== SHORT PROBLEM ==
Collect every line in the entries below that contains the string "distant", treating uppercase and lowercase as different.

== SUPPLIED DATA ==
********************
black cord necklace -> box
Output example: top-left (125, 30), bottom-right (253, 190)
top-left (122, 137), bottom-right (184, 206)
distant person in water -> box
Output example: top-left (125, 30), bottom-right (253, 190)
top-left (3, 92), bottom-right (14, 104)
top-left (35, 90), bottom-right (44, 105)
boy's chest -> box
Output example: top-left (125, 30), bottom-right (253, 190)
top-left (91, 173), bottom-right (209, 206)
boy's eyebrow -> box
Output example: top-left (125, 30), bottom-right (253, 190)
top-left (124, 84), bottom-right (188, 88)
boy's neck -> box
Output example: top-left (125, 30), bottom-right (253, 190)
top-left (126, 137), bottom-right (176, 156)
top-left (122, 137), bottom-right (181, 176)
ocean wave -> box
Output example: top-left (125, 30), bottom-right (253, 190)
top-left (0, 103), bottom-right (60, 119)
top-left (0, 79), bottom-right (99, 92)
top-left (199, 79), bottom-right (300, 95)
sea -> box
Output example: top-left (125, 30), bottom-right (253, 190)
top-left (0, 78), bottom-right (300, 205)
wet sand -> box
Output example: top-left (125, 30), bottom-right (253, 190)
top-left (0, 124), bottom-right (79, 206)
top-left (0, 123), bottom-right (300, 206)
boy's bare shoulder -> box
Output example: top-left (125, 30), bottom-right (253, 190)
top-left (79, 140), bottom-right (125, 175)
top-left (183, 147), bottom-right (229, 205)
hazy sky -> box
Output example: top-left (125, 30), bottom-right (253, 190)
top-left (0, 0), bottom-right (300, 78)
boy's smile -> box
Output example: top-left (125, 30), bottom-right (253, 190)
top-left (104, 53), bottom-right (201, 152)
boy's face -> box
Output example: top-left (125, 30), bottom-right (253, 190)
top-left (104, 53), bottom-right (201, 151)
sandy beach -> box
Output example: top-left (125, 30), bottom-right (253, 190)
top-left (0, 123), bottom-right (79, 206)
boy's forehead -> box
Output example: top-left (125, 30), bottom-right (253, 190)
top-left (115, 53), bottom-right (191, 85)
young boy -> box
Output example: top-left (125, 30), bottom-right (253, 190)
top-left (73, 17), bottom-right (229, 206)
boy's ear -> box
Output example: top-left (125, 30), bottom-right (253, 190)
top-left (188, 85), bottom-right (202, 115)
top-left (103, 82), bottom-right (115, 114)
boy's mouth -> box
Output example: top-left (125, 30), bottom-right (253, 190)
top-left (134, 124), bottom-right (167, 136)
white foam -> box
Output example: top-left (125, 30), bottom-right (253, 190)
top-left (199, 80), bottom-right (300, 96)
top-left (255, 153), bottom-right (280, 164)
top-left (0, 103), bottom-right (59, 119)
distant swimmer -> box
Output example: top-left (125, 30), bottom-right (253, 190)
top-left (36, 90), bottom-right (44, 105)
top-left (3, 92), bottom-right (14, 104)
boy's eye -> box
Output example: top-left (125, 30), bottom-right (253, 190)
********************
== THE COMPLETED TASK ==
distant person in water -> box
distant swimmer -> box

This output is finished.